# Core Statistics Using Python
### Hana Choi, Simon Business School, University of Rochester


# Variable & Model Selection

## Topics covered

- Perfect collinearity example: House prices
- Near perfect collinearity example: SUV data

## Required packages

In [None]:
import pandas as pd
import statsmodels.formula.api as smf
import matplotlib.pyplot as plt

# Perfect collinearity example: House prices

## Load data

In [None]:
# Load caschool.csv dataset
hprices2 = pd.read_csv("/Users/hanachoi/Dropbox/teaching/core_statistics/Data/hprices2.csv")

# Display first few rows of the dataframe
print(hprices2.head())

## Sqrft and Sqrmeter

In [None]:
# Convert house size (sqrft) to square meters and save it as "sqrmt" variable to hprices2 data.frame
hprices2['sqrmt'] = hprices2['sqrft'] / 10.764  # Convert sqrft to square meters

# Check correlation: expecting perfect correlation
hprices2[['sqrft', 'sqrmt']].corr()

## Regression analysis

### Run regression model with both sqrft and sqrmt
- The problem is that sqrmeter = sqrft/10.764 (perfect correlation)

In [None]:
model1 = smf.ols('price ~ sqrft + sqrmt', data=hprices2).fit()
print(model1.summary().tables[1])

### Regression with one predictor at a time

- We have to drop one to avoid perfect collinearity.
- It doesn't matter which one you drop (but need to remember the right units when interpreting the coefficient)

In [None]:
# Regression with sqrft only
model2 = smf.ols('price ~ sqrft', data=hprices2).fit()

INFORMATION GIVEN
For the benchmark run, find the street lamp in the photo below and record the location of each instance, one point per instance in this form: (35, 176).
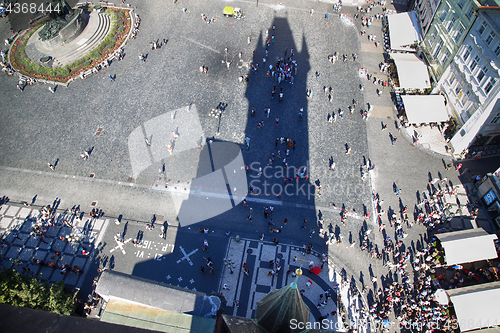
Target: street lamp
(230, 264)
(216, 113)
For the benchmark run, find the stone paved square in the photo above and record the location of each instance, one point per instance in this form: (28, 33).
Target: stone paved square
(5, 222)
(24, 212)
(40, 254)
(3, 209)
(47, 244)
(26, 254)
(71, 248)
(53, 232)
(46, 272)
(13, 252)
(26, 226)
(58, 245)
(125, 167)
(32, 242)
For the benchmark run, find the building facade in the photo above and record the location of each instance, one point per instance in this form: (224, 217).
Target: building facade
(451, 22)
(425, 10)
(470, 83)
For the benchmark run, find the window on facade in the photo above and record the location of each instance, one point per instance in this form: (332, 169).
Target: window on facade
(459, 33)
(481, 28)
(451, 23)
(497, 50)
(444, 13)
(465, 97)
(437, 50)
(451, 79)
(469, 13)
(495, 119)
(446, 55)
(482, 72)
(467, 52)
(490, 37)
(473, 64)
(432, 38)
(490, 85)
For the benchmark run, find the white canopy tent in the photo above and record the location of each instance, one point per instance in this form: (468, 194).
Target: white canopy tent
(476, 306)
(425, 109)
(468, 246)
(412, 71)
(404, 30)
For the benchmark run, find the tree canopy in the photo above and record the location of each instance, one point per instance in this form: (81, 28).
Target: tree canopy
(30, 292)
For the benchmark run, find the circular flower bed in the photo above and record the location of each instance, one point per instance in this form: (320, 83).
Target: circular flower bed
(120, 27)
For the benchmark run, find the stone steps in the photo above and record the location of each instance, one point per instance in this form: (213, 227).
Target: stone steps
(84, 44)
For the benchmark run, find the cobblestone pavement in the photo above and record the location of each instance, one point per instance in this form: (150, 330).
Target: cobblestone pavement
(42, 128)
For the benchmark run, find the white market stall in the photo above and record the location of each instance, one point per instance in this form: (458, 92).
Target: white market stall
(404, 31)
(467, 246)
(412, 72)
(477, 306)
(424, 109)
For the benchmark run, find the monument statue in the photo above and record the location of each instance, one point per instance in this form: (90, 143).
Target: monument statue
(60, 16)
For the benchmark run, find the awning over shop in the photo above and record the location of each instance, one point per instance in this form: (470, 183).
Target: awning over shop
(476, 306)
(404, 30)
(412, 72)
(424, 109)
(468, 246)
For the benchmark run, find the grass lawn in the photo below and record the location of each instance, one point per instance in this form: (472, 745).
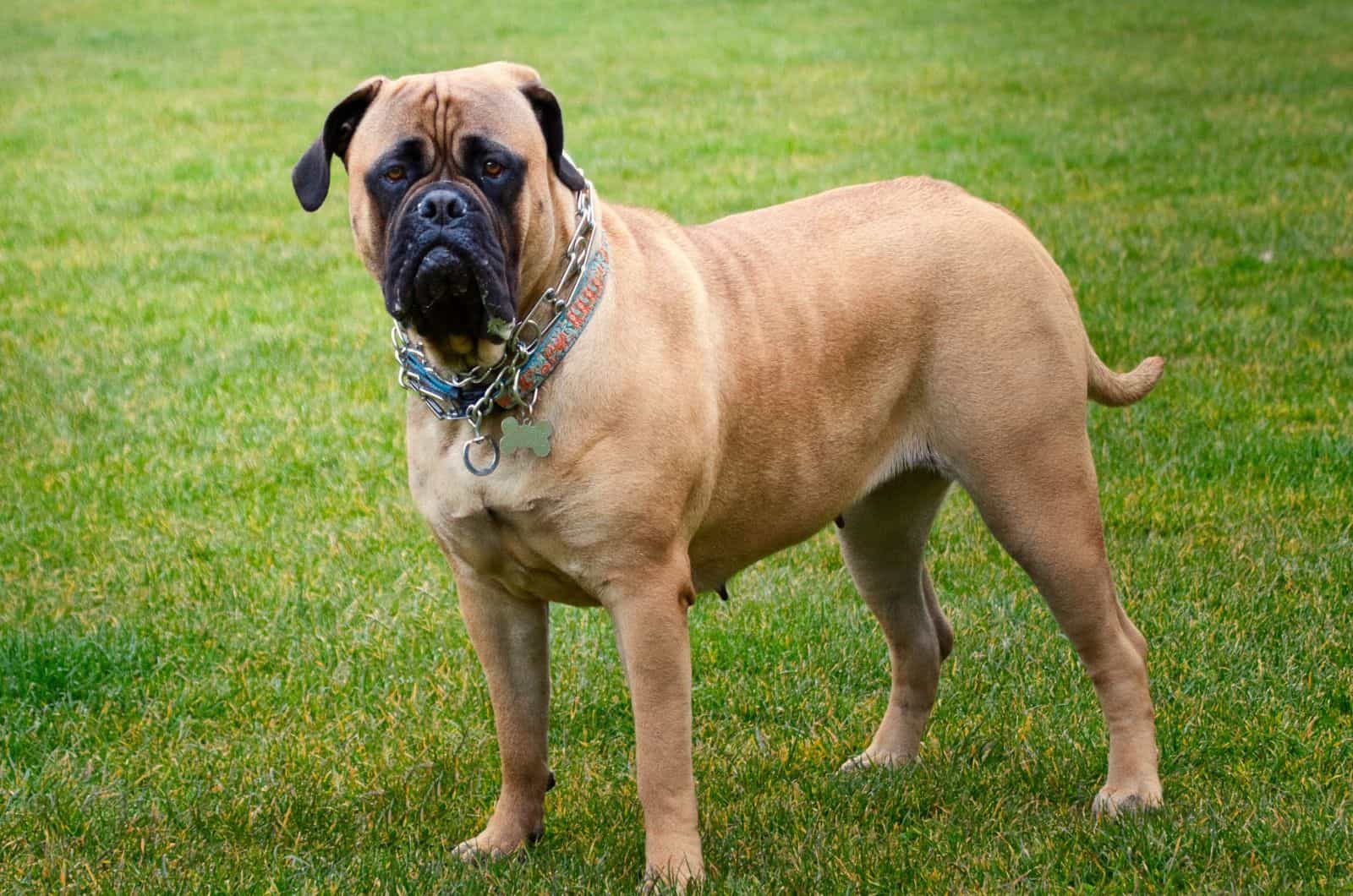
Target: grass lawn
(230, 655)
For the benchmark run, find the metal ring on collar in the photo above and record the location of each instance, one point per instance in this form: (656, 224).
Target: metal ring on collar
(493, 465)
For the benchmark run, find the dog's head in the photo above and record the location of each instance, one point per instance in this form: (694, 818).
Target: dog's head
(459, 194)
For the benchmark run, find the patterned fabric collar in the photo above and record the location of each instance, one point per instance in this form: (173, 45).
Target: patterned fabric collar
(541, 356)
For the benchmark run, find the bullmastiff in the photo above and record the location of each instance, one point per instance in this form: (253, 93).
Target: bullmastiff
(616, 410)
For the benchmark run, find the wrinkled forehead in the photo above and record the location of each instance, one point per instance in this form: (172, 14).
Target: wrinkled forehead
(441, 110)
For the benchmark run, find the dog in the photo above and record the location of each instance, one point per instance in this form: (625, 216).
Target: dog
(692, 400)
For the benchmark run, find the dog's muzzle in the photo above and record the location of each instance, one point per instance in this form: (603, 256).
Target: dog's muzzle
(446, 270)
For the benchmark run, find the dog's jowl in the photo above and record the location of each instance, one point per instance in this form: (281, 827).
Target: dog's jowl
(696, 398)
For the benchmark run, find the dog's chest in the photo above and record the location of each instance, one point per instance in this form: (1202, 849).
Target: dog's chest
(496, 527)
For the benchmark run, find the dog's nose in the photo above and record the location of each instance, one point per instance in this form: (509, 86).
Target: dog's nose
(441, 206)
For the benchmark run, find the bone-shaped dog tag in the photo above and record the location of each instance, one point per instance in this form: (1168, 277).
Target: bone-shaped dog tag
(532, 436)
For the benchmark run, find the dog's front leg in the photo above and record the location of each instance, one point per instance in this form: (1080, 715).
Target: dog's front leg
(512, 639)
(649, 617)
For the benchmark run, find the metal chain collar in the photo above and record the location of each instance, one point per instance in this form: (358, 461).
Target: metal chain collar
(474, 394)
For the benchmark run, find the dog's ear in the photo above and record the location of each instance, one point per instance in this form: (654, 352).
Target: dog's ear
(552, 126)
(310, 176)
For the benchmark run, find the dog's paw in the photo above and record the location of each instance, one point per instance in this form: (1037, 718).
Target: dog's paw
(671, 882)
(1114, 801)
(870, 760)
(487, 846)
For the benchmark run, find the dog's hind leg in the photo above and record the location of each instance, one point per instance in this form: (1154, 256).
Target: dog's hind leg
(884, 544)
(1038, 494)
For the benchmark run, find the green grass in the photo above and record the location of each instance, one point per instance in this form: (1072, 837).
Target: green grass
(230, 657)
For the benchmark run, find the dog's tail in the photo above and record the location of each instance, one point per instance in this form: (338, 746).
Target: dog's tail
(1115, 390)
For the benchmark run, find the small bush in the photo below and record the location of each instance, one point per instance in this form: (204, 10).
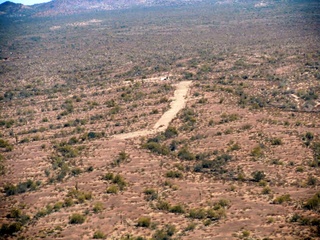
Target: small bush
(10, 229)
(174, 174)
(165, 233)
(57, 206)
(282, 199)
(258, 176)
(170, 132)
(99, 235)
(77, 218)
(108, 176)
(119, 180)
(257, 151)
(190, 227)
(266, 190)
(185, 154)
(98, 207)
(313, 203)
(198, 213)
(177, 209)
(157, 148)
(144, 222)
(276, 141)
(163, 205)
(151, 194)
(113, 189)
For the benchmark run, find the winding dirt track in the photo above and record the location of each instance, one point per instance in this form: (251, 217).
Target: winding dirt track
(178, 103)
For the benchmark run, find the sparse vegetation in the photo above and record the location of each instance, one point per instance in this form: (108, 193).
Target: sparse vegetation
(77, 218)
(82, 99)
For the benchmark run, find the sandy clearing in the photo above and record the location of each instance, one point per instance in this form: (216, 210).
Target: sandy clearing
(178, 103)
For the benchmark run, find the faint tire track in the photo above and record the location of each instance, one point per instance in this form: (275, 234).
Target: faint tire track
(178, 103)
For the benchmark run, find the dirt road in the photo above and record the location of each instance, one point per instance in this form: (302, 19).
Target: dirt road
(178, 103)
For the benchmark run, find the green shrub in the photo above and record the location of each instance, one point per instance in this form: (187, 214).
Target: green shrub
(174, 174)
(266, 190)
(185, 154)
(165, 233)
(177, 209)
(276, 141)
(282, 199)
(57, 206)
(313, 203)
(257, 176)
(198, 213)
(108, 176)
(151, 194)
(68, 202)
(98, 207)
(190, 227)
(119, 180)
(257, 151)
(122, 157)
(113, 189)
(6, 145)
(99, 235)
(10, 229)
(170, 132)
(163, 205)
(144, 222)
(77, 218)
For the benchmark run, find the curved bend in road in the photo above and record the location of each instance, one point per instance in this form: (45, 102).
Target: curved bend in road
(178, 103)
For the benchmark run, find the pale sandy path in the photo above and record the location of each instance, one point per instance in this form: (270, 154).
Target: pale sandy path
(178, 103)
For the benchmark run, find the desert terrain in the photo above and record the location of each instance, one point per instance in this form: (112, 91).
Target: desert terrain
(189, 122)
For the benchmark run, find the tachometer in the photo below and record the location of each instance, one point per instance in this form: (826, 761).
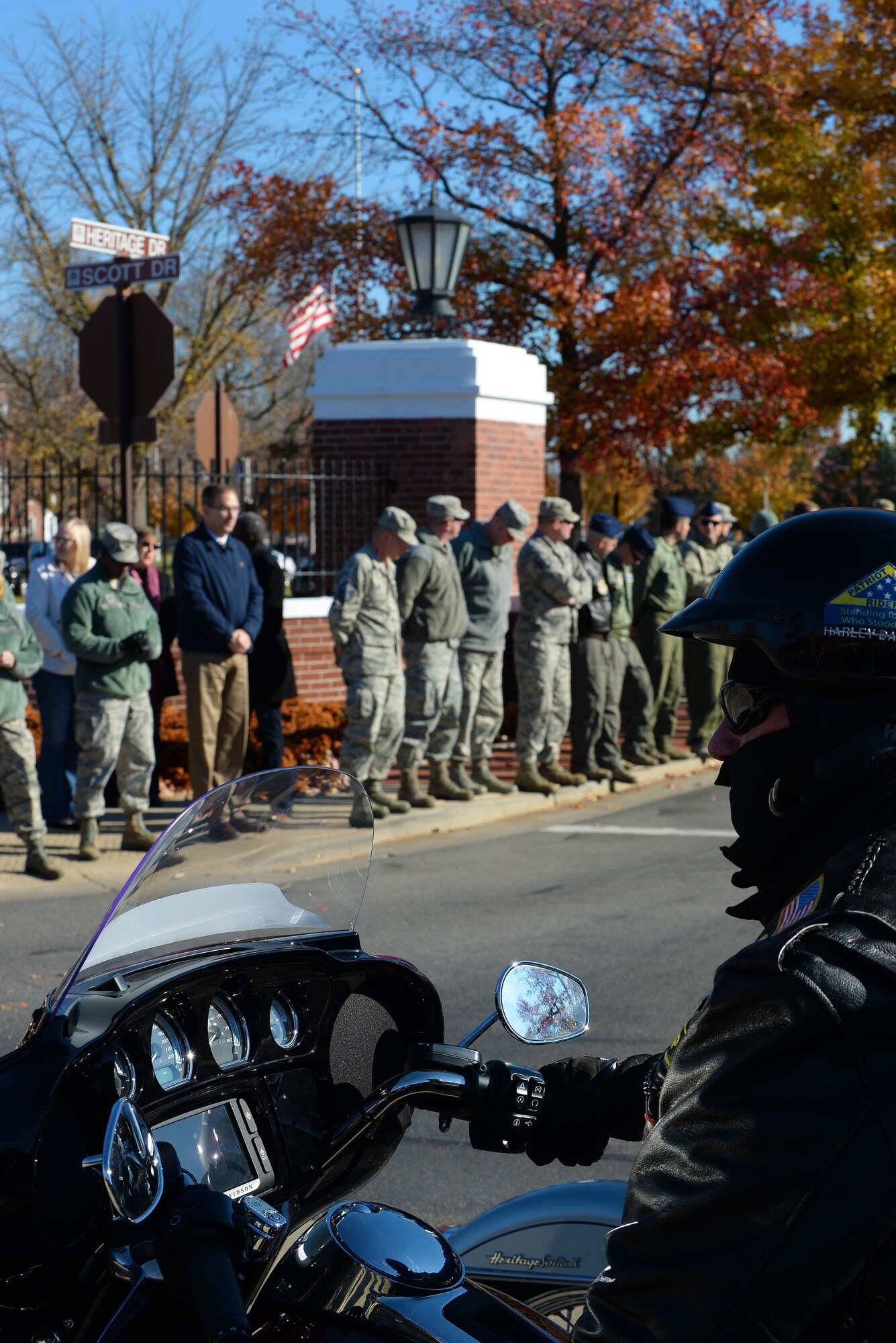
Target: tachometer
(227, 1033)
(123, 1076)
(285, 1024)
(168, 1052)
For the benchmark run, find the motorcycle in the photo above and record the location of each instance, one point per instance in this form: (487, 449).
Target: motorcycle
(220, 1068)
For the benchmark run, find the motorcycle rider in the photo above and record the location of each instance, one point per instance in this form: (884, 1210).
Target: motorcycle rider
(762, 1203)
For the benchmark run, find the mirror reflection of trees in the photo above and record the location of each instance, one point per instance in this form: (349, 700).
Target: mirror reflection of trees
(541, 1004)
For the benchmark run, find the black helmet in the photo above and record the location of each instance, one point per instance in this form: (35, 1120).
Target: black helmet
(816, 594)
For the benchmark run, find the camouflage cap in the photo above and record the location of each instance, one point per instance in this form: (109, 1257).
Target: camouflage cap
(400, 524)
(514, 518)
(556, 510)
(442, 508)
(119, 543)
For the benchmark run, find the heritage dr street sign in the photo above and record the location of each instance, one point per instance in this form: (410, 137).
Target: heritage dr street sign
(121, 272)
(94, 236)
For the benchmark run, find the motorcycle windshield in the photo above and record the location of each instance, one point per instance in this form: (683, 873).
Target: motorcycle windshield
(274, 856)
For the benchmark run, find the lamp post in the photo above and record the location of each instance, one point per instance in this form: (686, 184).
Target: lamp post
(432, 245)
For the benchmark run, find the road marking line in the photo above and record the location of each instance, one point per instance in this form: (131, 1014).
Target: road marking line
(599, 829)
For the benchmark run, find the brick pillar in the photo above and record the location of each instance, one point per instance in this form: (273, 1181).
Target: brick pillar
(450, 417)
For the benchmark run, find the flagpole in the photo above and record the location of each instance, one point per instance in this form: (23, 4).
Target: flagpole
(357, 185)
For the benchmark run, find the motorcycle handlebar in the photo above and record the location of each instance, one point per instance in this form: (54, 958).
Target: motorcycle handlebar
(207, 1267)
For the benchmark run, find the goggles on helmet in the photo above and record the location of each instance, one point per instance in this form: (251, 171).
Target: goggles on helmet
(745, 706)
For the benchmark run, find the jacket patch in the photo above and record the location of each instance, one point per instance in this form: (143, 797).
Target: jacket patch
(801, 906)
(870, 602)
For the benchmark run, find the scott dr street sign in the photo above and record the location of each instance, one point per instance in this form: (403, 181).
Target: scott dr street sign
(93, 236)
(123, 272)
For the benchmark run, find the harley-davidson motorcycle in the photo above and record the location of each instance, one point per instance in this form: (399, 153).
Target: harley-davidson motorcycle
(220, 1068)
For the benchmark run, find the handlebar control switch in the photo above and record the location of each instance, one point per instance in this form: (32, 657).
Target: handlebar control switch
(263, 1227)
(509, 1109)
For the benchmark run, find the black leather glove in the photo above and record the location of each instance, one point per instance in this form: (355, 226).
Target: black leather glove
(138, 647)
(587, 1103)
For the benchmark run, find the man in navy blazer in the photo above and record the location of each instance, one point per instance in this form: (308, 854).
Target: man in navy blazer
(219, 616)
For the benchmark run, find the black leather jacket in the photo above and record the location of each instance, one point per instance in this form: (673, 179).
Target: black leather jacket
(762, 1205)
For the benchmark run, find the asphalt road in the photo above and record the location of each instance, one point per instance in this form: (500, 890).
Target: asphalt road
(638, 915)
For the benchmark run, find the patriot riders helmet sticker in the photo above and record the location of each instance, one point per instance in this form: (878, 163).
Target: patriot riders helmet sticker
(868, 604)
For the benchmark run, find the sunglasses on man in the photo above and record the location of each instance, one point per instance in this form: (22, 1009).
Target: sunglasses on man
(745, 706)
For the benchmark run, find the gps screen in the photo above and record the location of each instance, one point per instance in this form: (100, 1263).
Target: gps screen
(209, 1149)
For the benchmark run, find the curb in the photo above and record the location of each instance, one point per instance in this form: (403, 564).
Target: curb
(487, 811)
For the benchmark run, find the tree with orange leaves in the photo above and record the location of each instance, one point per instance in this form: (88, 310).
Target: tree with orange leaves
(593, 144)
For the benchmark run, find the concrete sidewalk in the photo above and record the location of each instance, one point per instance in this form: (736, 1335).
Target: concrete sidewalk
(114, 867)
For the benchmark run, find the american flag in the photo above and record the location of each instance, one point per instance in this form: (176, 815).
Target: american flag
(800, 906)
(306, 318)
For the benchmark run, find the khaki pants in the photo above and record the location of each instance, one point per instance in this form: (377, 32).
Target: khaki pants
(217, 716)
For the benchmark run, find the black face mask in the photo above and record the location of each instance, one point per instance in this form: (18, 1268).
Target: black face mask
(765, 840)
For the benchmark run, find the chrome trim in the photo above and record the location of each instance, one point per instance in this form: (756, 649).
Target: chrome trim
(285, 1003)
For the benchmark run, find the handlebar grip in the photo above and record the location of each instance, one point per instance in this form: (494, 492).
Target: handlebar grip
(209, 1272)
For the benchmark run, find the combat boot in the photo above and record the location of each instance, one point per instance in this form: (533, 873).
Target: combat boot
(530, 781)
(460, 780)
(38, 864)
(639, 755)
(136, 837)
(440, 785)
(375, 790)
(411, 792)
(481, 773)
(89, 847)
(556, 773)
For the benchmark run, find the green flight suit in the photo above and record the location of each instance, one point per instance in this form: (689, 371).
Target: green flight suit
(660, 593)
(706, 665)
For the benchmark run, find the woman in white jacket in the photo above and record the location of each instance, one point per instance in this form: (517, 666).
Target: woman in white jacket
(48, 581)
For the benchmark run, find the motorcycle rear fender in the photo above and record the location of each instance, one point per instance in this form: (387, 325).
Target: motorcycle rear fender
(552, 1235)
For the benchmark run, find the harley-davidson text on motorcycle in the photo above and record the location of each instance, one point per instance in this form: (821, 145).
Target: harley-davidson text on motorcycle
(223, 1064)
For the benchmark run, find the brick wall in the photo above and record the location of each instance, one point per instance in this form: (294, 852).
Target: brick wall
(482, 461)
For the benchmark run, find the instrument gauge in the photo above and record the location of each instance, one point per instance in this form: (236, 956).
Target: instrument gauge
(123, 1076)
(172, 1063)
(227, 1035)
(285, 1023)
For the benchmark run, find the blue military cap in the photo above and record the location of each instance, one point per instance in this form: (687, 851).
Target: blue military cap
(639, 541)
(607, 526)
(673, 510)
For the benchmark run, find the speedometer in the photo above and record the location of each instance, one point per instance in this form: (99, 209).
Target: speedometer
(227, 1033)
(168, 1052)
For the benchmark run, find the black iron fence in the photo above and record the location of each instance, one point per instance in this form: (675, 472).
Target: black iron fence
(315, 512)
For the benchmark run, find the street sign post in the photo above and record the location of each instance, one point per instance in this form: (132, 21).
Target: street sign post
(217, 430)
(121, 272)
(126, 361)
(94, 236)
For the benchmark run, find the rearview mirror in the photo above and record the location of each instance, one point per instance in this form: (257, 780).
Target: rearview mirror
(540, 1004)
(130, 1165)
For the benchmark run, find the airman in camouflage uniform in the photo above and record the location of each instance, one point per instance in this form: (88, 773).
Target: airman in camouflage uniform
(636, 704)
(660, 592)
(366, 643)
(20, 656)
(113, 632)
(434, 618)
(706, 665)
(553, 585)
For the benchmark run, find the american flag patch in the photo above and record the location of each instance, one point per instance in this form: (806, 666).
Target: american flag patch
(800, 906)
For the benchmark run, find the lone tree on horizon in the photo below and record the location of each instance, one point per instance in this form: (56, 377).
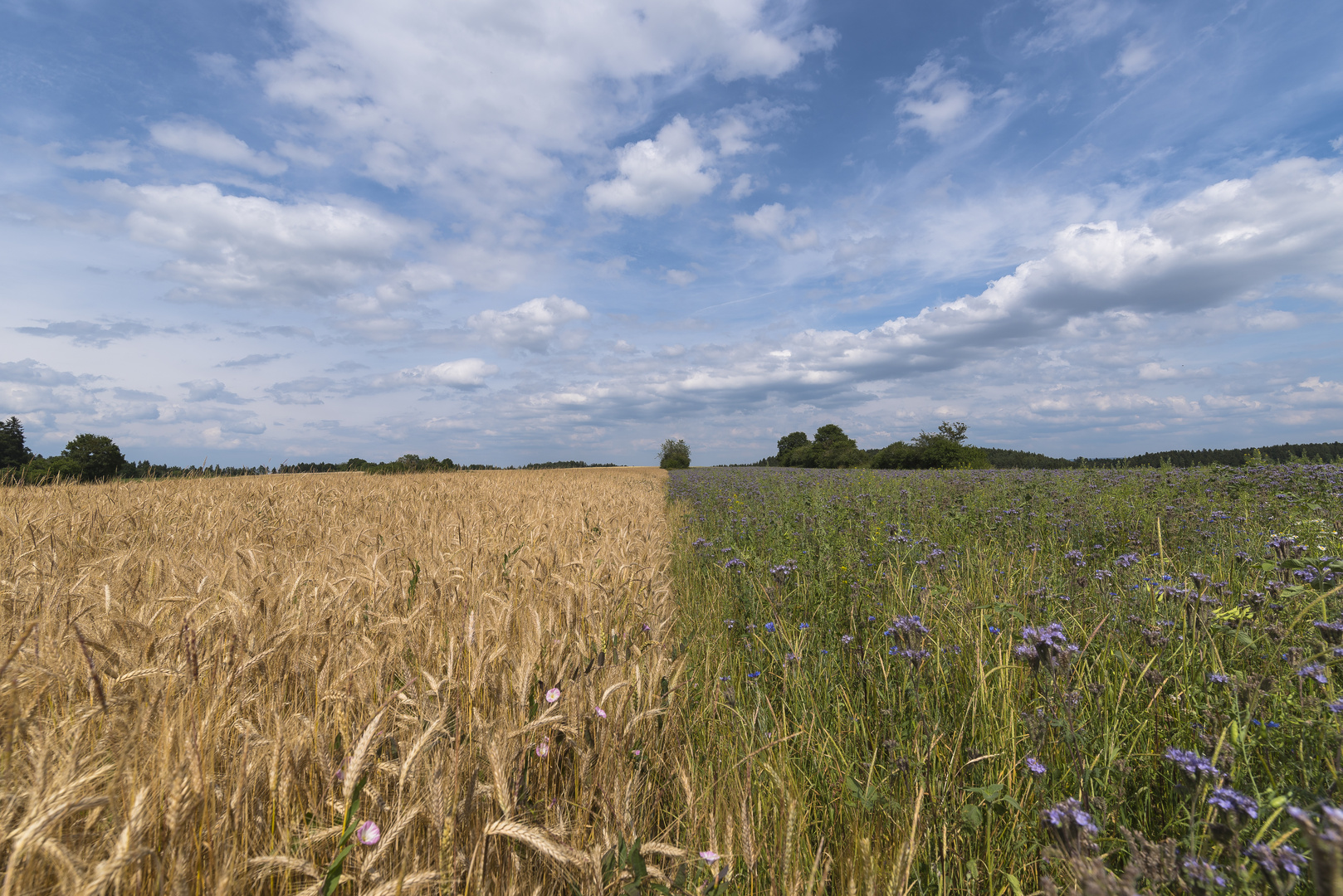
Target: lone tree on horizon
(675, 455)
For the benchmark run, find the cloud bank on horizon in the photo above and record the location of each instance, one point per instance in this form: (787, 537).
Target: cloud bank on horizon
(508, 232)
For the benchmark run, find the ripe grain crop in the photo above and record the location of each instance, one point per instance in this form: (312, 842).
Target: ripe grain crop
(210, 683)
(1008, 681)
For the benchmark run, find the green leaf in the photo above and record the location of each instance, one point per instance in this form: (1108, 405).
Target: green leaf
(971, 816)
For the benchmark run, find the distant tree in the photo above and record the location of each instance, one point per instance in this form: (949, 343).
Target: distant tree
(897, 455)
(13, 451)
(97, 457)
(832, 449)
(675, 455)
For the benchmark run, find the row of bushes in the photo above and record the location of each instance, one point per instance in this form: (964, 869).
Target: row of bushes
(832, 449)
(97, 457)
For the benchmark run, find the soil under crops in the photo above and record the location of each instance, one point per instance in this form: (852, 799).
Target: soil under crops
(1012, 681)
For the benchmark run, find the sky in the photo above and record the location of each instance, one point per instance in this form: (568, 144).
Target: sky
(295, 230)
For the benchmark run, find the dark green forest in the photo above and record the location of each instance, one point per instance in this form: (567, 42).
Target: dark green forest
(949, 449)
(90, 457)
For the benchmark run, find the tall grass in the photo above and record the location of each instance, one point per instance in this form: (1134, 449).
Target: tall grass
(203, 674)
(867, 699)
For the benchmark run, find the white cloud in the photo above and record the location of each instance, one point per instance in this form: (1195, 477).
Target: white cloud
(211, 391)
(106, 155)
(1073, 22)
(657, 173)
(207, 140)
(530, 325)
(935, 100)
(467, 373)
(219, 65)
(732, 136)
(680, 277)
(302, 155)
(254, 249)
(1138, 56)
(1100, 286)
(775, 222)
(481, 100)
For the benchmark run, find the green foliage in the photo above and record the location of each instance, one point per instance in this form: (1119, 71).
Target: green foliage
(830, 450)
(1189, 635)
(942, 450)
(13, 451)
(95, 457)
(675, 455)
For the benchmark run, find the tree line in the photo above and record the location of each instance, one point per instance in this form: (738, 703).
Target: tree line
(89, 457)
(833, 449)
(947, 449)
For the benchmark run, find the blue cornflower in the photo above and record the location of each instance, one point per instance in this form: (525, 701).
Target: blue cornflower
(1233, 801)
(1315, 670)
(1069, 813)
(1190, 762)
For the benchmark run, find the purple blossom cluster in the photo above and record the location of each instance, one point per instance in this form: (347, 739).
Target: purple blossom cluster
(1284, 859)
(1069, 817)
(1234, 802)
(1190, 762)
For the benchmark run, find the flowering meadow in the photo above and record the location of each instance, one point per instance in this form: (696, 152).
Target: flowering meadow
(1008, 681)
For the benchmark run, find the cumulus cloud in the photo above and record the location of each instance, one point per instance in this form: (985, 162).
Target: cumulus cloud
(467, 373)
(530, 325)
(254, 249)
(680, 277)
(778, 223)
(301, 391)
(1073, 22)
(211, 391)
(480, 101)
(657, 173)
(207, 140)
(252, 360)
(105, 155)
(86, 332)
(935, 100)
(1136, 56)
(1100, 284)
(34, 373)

BRIEF 1
Which Python modules does the collinearity notebook import, and under what alias is each one imported?
BRIEF 2
Answer these short questions from the collinearity notebook. Mark your answers (a), (b), (c), one per line:
(a) What number is sqrft divided by to produce sqrmt?
(b) What dataset is used in the near perfect collinearity example listed under the topics covered?
(c) What regression formula is fitted for model2?
BRIEF 3
Can you extend the collinearity notebook, starting after its last line of code?
The items have no part in this work.

WRITTEN REPLY 1
- pandas as pd
- statsmodels.formula.api as smf
- matplotlib.pyplot as plt

WRITTEN REPLY 2
(a) 10.764
(b) SUV data
(c) price ~ sqrft

WRITTEN REPLY 3
print('Regression with sqrft only')
print(model2.summary().tables[1])
print('----')

# Regression with sqrmt
model3 = smf.ols('price ~ sqrmt', data=hprices2).fit()
print('Regression with sqrmt only')
print(model3.summary().tables[1])

# Near perfect collinearity example: SUV data

## Load data

In [None]:
# Load caschool.csv dataset
suv = pd.read_csv("/Users/hanachoi/Dropbox/teaching/core_statistics/Data/suv.csv")

# Display first few rows of the dataframe
print(suv.head())

## Regression with near perfect collinearity

In [None]:
model_suv1 = smf.ols('mshare ~ Q("Invoice(in 1Ks)") + Q("MSRP(in 1Ks)")', data=suv).fit()
print(model_suv1.summary().tables[1])

## Check correlation between Invoice and MSRP

- Two very highly correlated variables.
- Need to drop one of them

In [None]:
suv[['Invoice', 'MSRP']].corr()

## Regression with one predictor to avoid near perfect collinearity

In [None]:
model_suv2 = smf.ols('mshare ~ Q("MSRP(in 1Ks)")', data=suv).fit()
print(model_suv2.summary().tables[1])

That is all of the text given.